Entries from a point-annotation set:
══════════

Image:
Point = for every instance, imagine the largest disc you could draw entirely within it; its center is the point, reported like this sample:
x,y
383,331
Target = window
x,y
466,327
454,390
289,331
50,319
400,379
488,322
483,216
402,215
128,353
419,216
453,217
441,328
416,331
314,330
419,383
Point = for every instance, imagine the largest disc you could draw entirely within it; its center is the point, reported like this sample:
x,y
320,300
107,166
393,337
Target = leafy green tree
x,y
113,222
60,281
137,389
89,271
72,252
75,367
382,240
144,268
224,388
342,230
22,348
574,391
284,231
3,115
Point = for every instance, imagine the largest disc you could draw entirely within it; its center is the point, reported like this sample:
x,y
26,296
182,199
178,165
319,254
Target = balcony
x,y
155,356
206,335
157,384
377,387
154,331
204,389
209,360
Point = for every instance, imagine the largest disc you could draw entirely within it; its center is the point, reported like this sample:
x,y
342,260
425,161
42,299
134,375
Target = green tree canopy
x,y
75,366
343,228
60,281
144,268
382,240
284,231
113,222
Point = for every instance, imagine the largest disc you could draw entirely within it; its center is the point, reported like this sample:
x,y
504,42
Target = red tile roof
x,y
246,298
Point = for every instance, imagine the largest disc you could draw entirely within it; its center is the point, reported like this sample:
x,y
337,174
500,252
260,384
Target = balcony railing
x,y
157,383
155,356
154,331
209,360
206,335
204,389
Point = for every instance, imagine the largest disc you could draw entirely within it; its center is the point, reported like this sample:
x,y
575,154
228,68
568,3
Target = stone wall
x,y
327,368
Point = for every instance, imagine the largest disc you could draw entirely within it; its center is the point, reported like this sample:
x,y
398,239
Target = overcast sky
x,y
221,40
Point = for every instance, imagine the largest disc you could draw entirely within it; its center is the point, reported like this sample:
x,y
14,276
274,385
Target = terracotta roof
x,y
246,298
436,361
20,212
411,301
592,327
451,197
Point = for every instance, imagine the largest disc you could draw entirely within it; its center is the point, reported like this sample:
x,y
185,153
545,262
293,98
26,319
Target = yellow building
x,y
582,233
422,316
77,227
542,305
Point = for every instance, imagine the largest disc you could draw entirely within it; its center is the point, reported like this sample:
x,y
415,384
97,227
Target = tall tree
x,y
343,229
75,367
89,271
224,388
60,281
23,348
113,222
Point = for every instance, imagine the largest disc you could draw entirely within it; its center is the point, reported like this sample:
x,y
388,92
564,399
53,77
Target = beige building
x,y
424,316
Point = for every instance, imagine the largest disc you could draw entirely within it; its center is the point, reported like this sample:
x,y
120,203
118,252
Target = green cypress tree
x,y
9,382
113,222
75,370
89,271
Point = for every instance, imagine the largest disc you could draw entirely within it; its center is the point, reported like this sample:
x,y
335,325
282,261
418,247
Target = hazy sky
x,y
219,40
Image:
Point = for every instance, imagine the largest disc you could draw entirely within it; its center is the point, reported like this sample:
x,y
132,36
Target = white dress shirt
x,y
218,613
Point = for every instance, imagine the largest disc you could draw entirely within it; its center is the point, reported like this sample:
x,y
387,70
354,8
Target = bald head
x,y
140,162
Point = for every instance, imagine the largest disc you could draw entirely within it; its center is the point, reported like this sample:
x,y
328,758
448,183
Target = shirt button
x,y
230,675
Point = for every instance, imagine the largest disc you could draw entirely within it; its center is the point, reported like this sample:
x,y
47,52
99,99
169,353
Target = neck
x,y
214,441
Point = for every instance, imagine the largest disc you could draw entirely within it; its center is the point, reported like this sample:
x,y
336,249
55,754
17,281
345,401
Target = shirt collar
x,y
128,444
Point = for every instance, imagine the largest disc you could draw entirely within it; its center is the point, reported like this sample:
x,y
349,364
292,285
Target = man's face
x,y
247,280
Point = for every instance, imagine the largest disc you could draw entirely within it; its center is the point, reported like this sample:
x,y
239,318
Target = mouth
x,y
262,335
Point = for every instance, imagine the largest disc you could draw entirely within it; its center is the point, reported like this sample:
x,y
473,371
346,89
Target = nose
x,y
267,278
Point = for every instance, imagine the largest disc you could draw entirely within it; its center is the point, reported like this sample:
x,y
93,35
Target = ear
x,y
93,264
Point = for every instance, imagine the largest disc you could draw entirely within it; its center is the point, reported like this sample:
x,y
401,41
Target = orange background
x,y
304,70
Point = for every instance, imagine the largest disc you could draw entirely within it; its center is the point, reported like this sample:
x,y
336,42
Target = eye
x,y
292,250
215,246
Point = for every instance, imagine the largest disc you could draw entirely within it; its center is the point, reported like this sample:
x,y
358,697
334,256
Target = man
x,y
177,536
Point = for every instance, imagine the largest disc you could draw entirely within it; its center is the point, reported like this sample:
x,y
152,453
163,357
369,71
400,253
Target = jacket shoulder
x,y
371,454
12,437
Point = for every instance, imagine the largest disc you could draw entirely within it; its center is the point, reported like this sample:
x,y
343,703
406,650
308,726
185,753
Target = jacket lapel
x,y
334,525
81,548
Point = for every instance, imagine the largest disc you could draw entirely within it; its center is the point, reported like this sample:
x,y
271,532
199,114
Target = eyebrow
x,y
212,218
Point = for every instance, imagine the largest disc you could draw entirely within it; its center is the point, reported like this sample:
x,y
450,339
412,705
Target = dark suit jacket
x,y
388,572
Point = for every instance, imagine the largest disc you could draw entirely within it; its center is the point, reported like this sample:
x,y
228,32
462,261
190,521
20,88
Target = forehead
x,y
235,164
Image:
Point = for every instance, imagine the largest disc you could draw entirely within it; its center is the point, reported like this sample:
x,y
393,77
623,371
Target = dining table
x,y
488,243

══════════

• Given task: Extract each line of the data that contains the string "tree" and list those lines in their original order.

• Task result:
Target = leafy green tree
Target = green tree canopy
Target = tall tree
Target = green cypress tree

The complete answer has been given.